### [Entries shown]
══════
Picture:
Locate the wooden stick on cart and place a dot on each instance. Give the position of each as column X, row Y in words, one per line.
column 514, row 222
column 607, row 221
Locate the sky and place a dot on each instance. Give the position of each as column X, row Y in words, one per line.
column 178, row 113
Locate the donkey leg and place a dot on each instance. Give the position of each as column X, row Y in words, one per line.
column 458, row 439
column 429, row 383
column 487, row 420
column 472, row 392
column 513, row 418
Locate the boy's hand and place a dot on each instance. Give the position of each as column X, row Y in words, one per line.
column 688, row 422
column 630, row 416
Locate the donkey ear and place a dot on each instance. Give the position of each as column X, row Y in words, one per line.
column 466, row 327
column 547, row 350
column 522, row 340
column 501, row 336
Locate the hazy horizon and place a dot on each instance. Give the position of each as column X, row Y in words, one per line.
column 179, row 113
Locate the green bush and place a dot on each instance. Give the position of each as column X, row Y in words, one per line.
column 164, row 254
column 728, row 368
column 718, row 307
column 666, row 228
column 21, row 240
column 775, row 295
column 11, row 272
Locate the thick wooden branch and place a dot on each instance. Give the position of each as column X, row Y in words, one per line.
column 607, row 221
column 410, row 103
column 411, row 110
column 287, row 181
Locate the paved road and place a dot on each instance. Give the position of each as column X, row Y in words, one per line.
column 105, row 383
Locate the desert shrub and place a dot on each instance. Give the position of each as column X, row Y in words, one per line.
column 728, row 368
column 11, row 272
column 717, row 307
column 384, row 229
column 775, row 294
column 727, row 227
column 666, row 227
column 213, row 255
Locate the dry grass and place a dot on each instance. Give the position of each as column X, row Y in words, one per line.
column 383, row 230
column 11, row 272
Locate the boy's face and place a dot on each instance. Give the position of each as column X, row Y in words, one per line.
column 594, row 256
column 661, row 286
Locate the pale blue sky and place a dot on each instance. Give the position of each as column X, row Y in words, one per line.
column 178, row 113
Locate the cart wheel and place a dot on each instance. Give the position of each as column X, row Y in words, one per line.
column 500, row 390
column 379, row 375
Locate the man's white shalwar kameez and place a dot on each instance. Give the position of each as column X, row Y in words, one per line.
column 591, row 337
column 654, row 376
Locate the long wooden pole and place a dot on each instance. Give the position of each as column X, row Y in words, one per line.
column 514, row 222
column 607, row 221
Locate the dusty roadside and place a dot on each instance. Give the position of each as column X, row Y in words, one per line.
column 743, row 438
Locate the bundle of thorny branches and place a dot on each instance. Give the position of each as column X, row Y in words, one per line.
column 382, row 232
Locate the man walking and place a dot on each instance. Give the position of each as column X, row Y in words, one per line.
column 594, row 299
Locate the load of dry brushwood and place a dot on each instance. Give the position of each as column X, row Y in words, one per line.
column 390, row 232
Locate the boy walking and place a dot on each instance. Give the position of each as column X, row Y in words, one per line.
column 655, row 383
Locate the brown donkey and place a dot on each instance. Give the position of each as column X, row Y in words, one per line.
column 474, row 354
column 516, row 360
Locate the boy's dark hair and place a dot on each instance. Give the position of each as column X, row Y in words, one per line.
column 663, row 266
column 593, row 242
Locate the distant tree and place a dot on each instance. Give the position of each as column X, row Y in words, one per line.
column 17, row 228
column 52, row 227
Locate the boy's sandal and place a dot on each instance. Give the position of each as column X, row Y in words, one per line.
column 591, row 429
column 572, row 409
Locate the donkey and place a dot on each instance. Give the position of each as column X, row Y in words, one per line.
══════
Lay out every line of the rows above as a JSON array of strings, one string per line, omitting blank lines.

### [Task output]
[
  "Picture:",
  "Locate the wooden stick on cart and place a dot on each instance. Give the position of each as column X, row Y in words, one per line.",
  "column 514, row 222",
  "column 607, row 221",
  "Locate the sky and place a dot on each instance. Give the position of each as column X, row Y in words, one per line.",
  "column 178, row 113",
  "Locate the donkey leg and place a dot on each instance. Give the position of each as column X, row Y in words, one per line.",
  "column 458, row 439",
  "column 429, row 383",
  "column 487, row 420",
  "column 472, row 392",
  "column 513, row 418",
  "Locate the boy's hand and place a dot on each instance. Give the position of each as column X, row Y in words, one per line.",
  "column 688, row 422",
  "column 630, row 416",
  "Locate the donkey ear and place a dot on each instance. Give the position of each as column X, row Y in words, one per line.",
  "column 466, row 327",
  "column 547, row 350",
  "column 522, row 340",
  "column 501, row 336",
  "Locate the hazy horizon and place a dot on each instance. Give the position of each as column X, row Y in words, one per line.",
  "column 179, row 113",
  "Locate the green bush and place a dot on each instance. Give the position of each as column X, row Y in words, one per line.",
  "column 164, row 254",
  "column 728, row 368",
  "column 718, row 307",
  "column 666, row 228",
  "column 21, row 240",
  "column 775, row 295",
  "column 11, row 272",
  "Locate the thick wooden branch and place a dot on each instance. Give the position of each as column X, row Y in words, one per line.",
  "column 607, row 221",
  "column 410, row 103",
  "column 411, row 110",
  "column 287, row 181",
  "Locate the paved road and place a dot on each instance. Give the position of each as column X, row Y in words, one per line.",
  "column 105, row 383",
  "Locate the desert shrub and place a dot on each instance. Give the position of each as column X, row Y in words, one per line.",
  "column 728, row 368",
  "column 11, row 272",
  "column 717, row 307",
  "column 384, row 229",
  "column 775, row 294",
  "column 727, row 227",
  "column 666, row 227",
  "column 213, row 255",
  "Locate the dry grass and place a dot on each instance. Give the position of each as column X, row Y in words, one per line.",
  "column 383, row 230",
  "column 11, row 272",
  "Locate the boy's face and place a dot on each instance. Give the position of each as column X, row Y in words, one per line.",
  "column 594, row 256",
  "column 661, row 286",
  "Locate the pale blue sky and place a dot on each instance. Give the position of each as column X, row Y in words, one per line.",
  "column 178, row 113",
  "Locate the cart wheel and place a dot on each instance. Give the position of each as column X, row Y in words, one per line.",
  "column 500, row 390",
  "column 379, row 375",
  "Locate the man's white shalwar kameez and place a dot on each instance. Give the position of each as column X, row Y in words, one per line.",
  "column 591, row 337",
  "column 654, row 376",
  "Locate the long wooden pole and place a dot on each instance. Give the position of each as column X, row Y in words, one per line.",
  "column 514, row 222",
  "column 607, row 221",
  "Locate the dusty roadside and place a dot on each instance. Give the position of each as column X, row Y in words, one per line.",
  "column 743, row 438",
  "Locate the bundle of thorny branches and place a dot on each instance. Give the position of each as column X, row Y in words, one per line.",
  "column 382, row 232",
  "Locate the man walking and place a dot on each instance. Give the position of each as column X, row Y in words, one per line.",
  "column 594, row 299",
  "Locate the load of dry brushwood and place a dot on each instance. Give the position of each as column X, row Y in words, one per line.",
  "column 390, row 232",
  "Locate the boy walking and place a dot on each instance. Give the position of each as column X, row Y in words, one per line.",
  "column 655, row 383",
  "Locate the brown donkey and place a dot on each instance. Give the position of each as column X, row Y in words, one per line.",
  "column 474, row 354",
  "column 516, row 360",
  "Locate the boy's dark hair and place a dot on each instance. Give the position of each as column X, row Y in words, one per line.",
  "column 663, row 266",
  "column 593, row 242",
  "Locate the distant tree and place a dot on each instance. Give the position of each as column X, row Y in words, one per line.",
  "column 17, row 228",
  "column 52, row 227",
  "Locate the boy's sandal and place a dot on each instance. Give the position of each as column X, row Y in words, one per line.",
  "column 591, row 429",
  "column 572, row 409",
  "Locate the donkey and place a dot on each instance. Give the position of each as column X, row Y in words, one per line."
]